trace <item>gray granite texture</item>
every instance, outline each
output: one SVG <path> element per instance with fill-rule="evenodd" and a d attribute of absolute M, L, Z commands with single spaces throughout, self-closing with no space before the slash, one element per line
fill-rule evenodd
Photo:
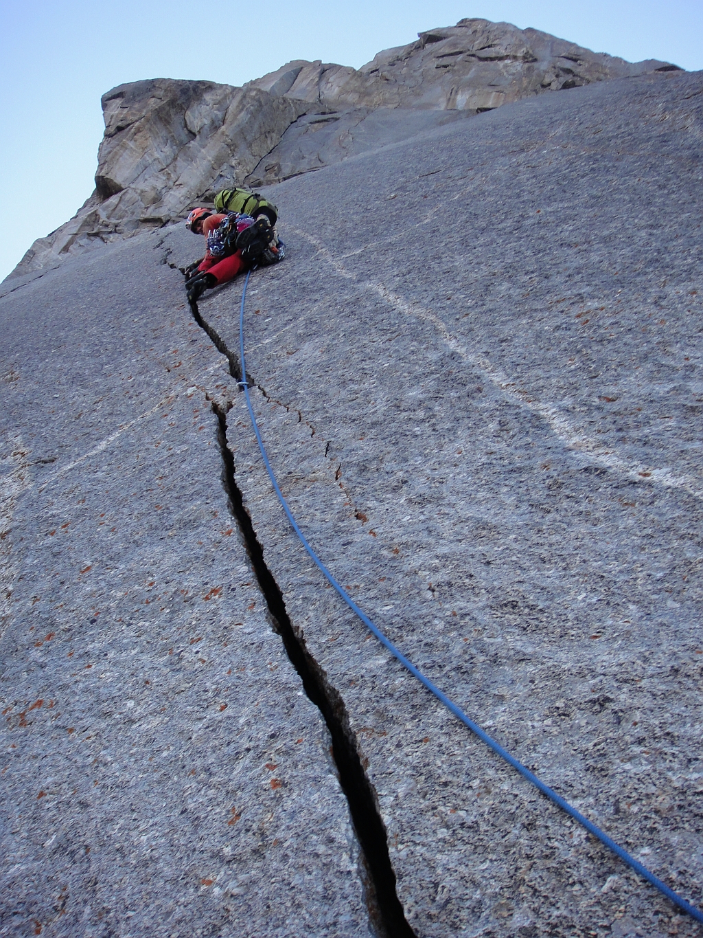
<path fill-rule="evenodd" d="M 288 259 L 247 303 L 254 406 L 322 559 L 699 906 L 702 131 L 703 74 L 661 74 L 289 180 Z M 241 291 L 200 302 L 235 355 Z M 242 395 L 228 442 L 293 627 L 345 701 L 415 933 L 699 935 L 345 609 Z"/>
<path fill-rule="evenodd" d="M 324 562 L 698 905 L 702 109 L 701 73 L 592 83 L 289 179 L 288 259 L 247 303 L 254 406 Z M 0 934 L 375 929 L 215 403 L 415 934 L 699 935 L 325 585 L 185 304 L 197 253 L 172 226 L 5 284 Z M 199 309 L 234 371 L 241 291 Z"/>
<path fill-rule="evenodd" d="M 35 241 L 10 277 L 183 219 L 228 187 L 278 182 L 518 98 L 676 68 L 462 20 L 358 71 L 301 60 L 243 88 L 163 78 L 121 84 L 102 97 L 95 192 Z"/>
<path fill-rule="evenodd" d="M 222 486 L 232 379 L 162 236 L 0 301 L 0 935 L 367 936 Z"/>

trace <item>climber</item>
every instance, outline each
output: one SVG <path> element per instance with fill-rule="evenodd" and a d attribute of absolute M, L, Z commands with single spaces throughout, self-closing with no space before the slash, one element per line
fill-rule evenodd
<path fill-rule="evenodd" d="M 194 208 L 186 222 L 188 231 L 205 236 L 206 245 L 205 256 L 185 271 L 189 303 L 252 264 L 273 264 L 284 256 L 273 227 L 277 213 L 271 203 L 246 189 L 225 189 L 217 193 L 215 205 L 221 211 Z M 247 210 L 252 214 L 245 214 Z"/>

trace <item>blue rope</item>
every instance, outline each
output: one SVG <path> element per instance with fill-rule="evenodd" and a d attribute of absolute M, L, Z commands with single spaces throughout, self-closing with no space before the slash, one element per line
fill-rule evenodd
<path fill-rule="evenodd" d="M 278 488 L 278 483 L 276 480 L 274 470 L 271 468 L 271 463 L 268 461 L 268 456 L 266 455 L 266 450 L 263 446 L 263 440 L 262 439 L 262 434 L 259 431 L 259 425 L 257 424 L 256 417 L 254 416 L 254 410 L 251 406 L 248 382 L 247 380 L 247 365 L 244 357 L 244 304 L 247 298 L 247 284 L 248 283 L 249 280 L 249 273 L 247 274 L 247 280 L 244 281 L 244 292 L 242 294 L 242 306 L 239 312 L 239 354 L 242 360 L 242 381 L 240 382 L 240 385 L 244 388 L 245 397 L 247 399 L 247 407 L 249 412 L 249 416 L 251 417 L 251 425 L 254 429 L 254 433 L 256 434 L 257 443 L 259 444 L 259 449 L 261 450 L 262 457 L 263 459 L 263 463 L 266 466 L 266 472 L 269 475 L 269 478 L 271 479 L 271 483 L 274 486 L 276 494 L 278 496 L 278 501 L 283 506 L 283 510 L 286 512 L 288 520 L 291 522 L 293 531 L 300 538 L 303 547 L 306 549 L 306 551 L 310 555 L 315 564 L 322 571 L 327 581 L 331 583 L 332 586 L 335 587 L 335 589 L 342 598 L 342 599 L 344 599 L 344 601 L 347 603 L 350 609 L 352 609 L 359 616 L 364 625 L 376 636 L 379 642 L 381 642 L 381 644 L 385 645 L 388 651 L 390 651 L 391 654 L 395 658 L 396 658 L 397 660 L 400 661 L 400 663 L 404 667 L 408 669 L 408 671 L 411 673 L 411 674 L 413 675 L 413 677 L 416 677 L 418 681 L 420 681 L 420 683 L 423 684 L 427 688 L 427 690 L 431 691 L 435 695 L 435 697 L 438 698 L 438 700 L 441 701 L 444 706 L 446 706 L 447 709 L 451 710 L 451 712 L 455 715 L 455 717 L 460 719 L 462 723 L 466 724 L 466 726 L 468 726 L 469 729 L 472 733 L 474 733 L 479 739 L 483 740 L 483 742 L 485 742 L 486 746 L 489 746 L 494 752 L 497 752 L 498 755 L 501 756 L 502 759 L 504 759 L 506 763 L 512 765 L 513 768 L 516 769 L 524 779 L 527 779 L 528 781 L 531 781 L 536 788 L 540 790 L 540 792 L 542 792 L 543 794 L 546 794 L 547 798 L 549 798 L 551 801 L 554 802 L 555 805 L 558 805 L 561 809 L 561 810 L 566 811 L 566 813 L 571 815 L 571 817 L 573 817 L 575 821 L 577 821 L 583 827 L 585 827 L 590 834 L 592 834 L 593 837 L 597 837 L 602 843 L 605 843 L 606 847 L 609 847 L 610 850 L 612 850 L 614 854 L 617 854 L 621 860 L 623 860 L 625 863 L 631 866 L 632 869 L 636 873 L 639 873 L 640 876 L 643 876 L 653 886 L 656 886 L 656 888 L 659 889 L 660 892 L 664 893 L 664 895 L 667 899 L 671 900 L 672 902 L 675 902 L 680 908 L 683 909 L 684 912 L 687 912 L 689 915 L 692 915 L 696 921 L 703 922 L 703 912 L 700 912 L 698 909 L 696 908 L 696 906 L 691 905 L 690 902 L 687 902 L 685 899 L 682 899 L 678 893 L 674 892 L 673 889 L 670 889 L 666 883 L 663 883 L 662 880 L 660 880 L 657 876 L 655 876 L 652 872 L 651 872 L 647 869 L 647 867 L 643 866 L 638 860 L 636 860 L 634 856 L 631 856 L 626 850 L 623 850 L 622 847 L 620 846 L 620 844 L 616 843 L 615 840 L 609 838 L 607 834 L 605 833 L 605 831 L 602 831 L 600 827 L 592 824 L 592 822 L 589 821 L 588 818 L 584 817 L 583 814 L 580 813 L 580 811 L 577 811 L 576 808 L 573 808 L 568 801 L 565 801 L 560 794 L 557 794 L 557 793 L 553 789 L 549 788 L 548 785 L 546 785 L 545 782 L 542 781 L 540 779 L 538 779 L 537 776 L 534 775 L 532 772 L 531 772 L 530 769 L 527 768 L 527 766 L 523 765 L 521 762 L 518 762 L 518 760 L 516 759 L 515 756 L 511 755 L 507 749 L 503 749 L 503 747 L 501 746 L 499 742 L 497 742 L 495 739 L 492 738 L 492 736 L 489 736 L 487 733 L 482 730 L 481 727 L 478 725 L 478 723 L 474 723 L 474 721 L 470 717 L 467 717 L 464 711 L 460 707 L 456 706 L 456 704 L 454 704 L 447 697 L 445 693 L 440 690 L 440 688 L 436 687 L 429 680 L 428 677 L 426 677 L 425 674 L 423 674 L 423 673 L 418 668 L 416 668 L 414 664 L 412 664 L 412 662 L 410 661 L 398 648 L 396 647 L 396 645 L 390 641 L 390 639 L 387 639 L 386 636 L 381 631 L 381 629 L 378 628 L 373 624 L 373 622 L 371 622 L 368 616 L 356 605 L 353 599 L 347 595 L 344 588 L 337 582 L 337 580 L 330 573 L 330 571 L 324 566 L 320 557 L 318 557 L 313 549 L 307 543 L 306 536 L 298 527 L 297 522 L 293 518 L 292 513 L 288 507 L 288 503 L 286 502 L 285 498 L 283 497 L 283 493 Z"/>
##########
* **Exercise instructions**
Render every line of the records above as a JSON list of strings, one string per line, skipping blank lines and leaving out the pictures.

* **Solution to this task**
[
  "trace <item>gray granite texture</item>",
  "every instance, outline each",
  "output: one SVG <path> element per instance with fill-rule=\"evenodd\" and a d attribute of absolute M, L, Z commands with single spaces throughout, self-closing with no space before the slash, one element per line",
  "fill-rule evenodd",
  "Photo:",
  "<path fill-rule=\"evenodd\" d=\"M 288 259 L 247 303 L 254 406 L 322 559 L 699 906 L 702 131 L 703 74 L 661 74 L 289 180 Z M 241 291 L 200 302 L 235 355 Z M 242 395 L 228 442 L 293 627 L 345 701 L 415 933 L 699 935 L 345 609 Z\"/>",
  "<path fill-rule=\"evenodd\" d=\"M 324 562 L 698 905 L 702 109 L 701 73 L 592 83 L 289 179 L 288 259 L 247 303 L 254 406 Z M 0 934 L 375 929 L 215 403 L 415 934 L 699 935 L 325 585 L 185 304 L 197 253 L 172 226 L 5 284 Z M 199 309 L 234 371 L 241 291 Z\"/>",
  "<path fill-rule=\"evenodd\" d=\"M 35 241 L 10 277 L 183 219 L 228 187 L 278 182 L 518 98 L 676 68 L 462 20 L 358 71 L 301 60 L 243 88 L 163 78 L 121 84 L 102 97 L 95 192 Z\"/>",
  "<path fill-rule=\"evenodd\" d=\"M 222 486 L 232 379 L 162 236 L 0 301 L 0 935 L 367 936 Z\"/>",
  "trace <item>climber</item>",
  "every instance, outline each",
  "output: one SVG <path> element per instance with fill-rule=\"evenodd\" and a d attribute of absolute M, L, Z commands with single spaces throughout, self-closing with no space before the slash, one element per line",
  "fill-rule evenodd",
  "<path fill-rule=\"evenodd\" d=\"M 194 208 L 186 222 L 188 231 L 205 236 L 206 245 L 205 256 L 185 271 L 189 303 L 252 264 L 273 264 L 284 256 L 273 227 L 277 213 L 271 203 L 246 189 L 225 189 L 217 193 L 215 205 L 221 211 Z M 247 210 L 252 214 L 245 214 Z\"/>",
  "trace <item>blue rope</item>",
  "every instance, outline each",
  "output: one SVG <path> element per instance with fill-rule=\"evenodd\" and a d attribute of absolute M, L, Z commands with single spaces throughout, self-closing with no space before the slash, one element per line",
  "fill-rule evenodd",
  "<path fill-rule=\"evenodd\" d=\"M 278 488 L 278 483 L 276 480 L 274 470 L 271 468 L 271 463 L 268 461 L 268 456 L 266 455 L 266 450 L 263 446 L 263 440 L 262 439 L 262 434 L 259 431 L 259 425 L 257 424 L 256 417 L 254 416 L 254 410 L 251 406 L 248 382 L 247 380 L 247 365 L 244 357 L 244 304 L 247 298 L 247 284 L 248 283 L 249 280 L 249 273 L 247 274 L 247 280 L 244 281 L 244 292 L 242 294 L 242 306 L 239 312 L 239 354 L 242 360 L 242 381 L 240 382 L 240 385 L 244 388 L 245 397 L 247 399 L 247 407 L 249 412 L 249 416 L 251 417 L 251 425 L 254 429 L 254 433 L 256 434 L 257 443 L 259 444 L 259 449 L 261 450 L 262 457 L 263 459 L 263 463 L 266 466 L 266 472 L 269 475 L 269 478 L 271 479 L 271 483 L 274 486 L 276 494 L 278 496 L 278 501 L 283 506 L 283 510 L 286 512 L 288 520 L 291 522 L 293 531 L 300 538 L 303 547 L 306 549 L 306 551 L 310 555 L 315 564 L 322 571 L 327 581 L 331 583 L 332 586 L 335 587 L 335 589 L 342 598 L 342 599 L 344 599 L 344 601 L 347 603 L 350 609 L 352 609 L 359 616 L 364 625 L 376 636 L 379 642 L 381 642 L 381 644 L 385 645 L 388 651 L 390 651 L 391 654 L 395 658 L 396 658 L 397 660 L 400 661 L 400 663 L 404 667 L 408 669 L 408 671 L 411 673 L 411 674 L 413 675 L 413 677 L 416 677 L 418 681 L 420 681 L 420 683 L 423 684 L 427 688 L 427 690 L 431 691 L 435 695 L 435 697 L 438 698 L 438 700 L 441 701 L 444 706 L 446 706 L 447 709 L 451 710 L 451 712 L 455 715 L 455 717 L 460 719 L 462 723 L 466 724 L 466 726 L 468 726 L 469 729 L 472 733 L 474 733 L 479 739 L 483 740 L 483 742 L 485 742 L 486 746 L 489 746 L 494 752 L 497 752 L 498 755 L 501 756 L 502 759 L 504 759 L 506 763 L 512 765 L 513 768 L 516 769 L 524 779 L 527 779 L 528 781 L 531 781 L 536 788 L 540 790 L 540 792 L 542 792 L 543 794 L 546 794 L 547 798 L 549 798 L 551 801 L 554 802 L 555 805 L 558 805 L 561 809 L 561 810 L 566 811 L 566 813 L 571 815 L 571 817 L 573 817 L 575 821 L 577 821 L 583 827 L 585 827 L 590 834 L 592 834 L 593 837 L 597 837 L 602 843 L 605 843 L 606 847 L 609 847 L 610 850 L 612 850 L 614 854 L 617 854 L 621 860 L 623 860 L 625 863 L 631 866 L 632 869 L 636 873 L 639 873 L 640 876 L 643 876 L 653 886 L 656 886 L 656 888 L 659 889 L 660 892 L 664 893 L 664 895 L 667 899 L 671 900 L 672 902 L 675 902 L 680 908 L 683 909 L 684 912 L 687 912 L 689 915 L 692 915 L 696 921 L 703 922 L 703 912 L 700 912 L 698 909 L 696 908 L 696 906 L 691 905 L 690 902 L 687 902 L 685 899 L 682 899 L 678 893 L 674 892 L 673 889 L 670 889 L 666 883 L 663 883 L 662 880 L 660 880 L 657 876 L 655 876 L 652 872 L 651 872 L 647 869 L 647 867 L 643 866 L 638 860 L 636 860 L 634 856 L 631 856 L 626 850 L 623 850 L 622 847 L 620 846 L 620 844 L 616 843 L 615 840 L 609 838 L 607 834 L 605 833 L 605 831 L 602 831 L 600 827 L 592 824 L 592 822 L 589 821 L 588 818 L 584 817 L 583 814 L 580 813 L 580 811 L 577 811 L 576 808 L 573 808 L 568 801 L 565 801 L 560 794 L 557 794 L 557 793 L 553 789 L 549 788 L 548 785 L 546 785 L 545 782 L 542 781 L 540 779 L 538 779 L 537 776 L 534 775 L 532 772 L 531 772 L 530 769 L 527 768 L 527 766 L 523 765 L 521 762 L 518 762 L 518 760 L 516 759 L 515 756 L 511 755 L 507 749 L 503 749 L 503 747 L 501 746 L 499 742 L 497 742 L 495 739 L 492 738 L 492 736 L 489 736 L 487 733 L 482 730 L 481 727 L 478 725 L 478 723 L 474 723 L 474 721 L 470 717 L 467 717 L 464 711 L 460 707 L 456 706 L 456 704 L 454 704 L 447 697 L 445 693 L 440 690 L 440 688 L 436 687 L 429 680 L 428 677 L 426 677 L 425 674 L 423 674 L 423 673 L 418 668 L 416 668 L 414 664 L 412 664 L 412 662 L 410 661 L 398 648 L 396 647 L 396 645 L 390 641 L 390 639 L 387 639 L 386 636 L 381 631 L 381 629 L 378 628 L 373 624 L 373 622 L 371 622 L 368 616 L 356 605 L 353 599 L 347 595 L 344 588 L 337 582 L 337 580 L 330 573 L 330 571 L 324 566 L 320 557 L 318 557 L 313 549 L 307 543 L 306 536 L 298 527 L 297 522 L 293 518 L 292 513 L 288 507 L 288 503 L 286 502 L 285 498 L 283 497 L 283 493 Z\"/>"
]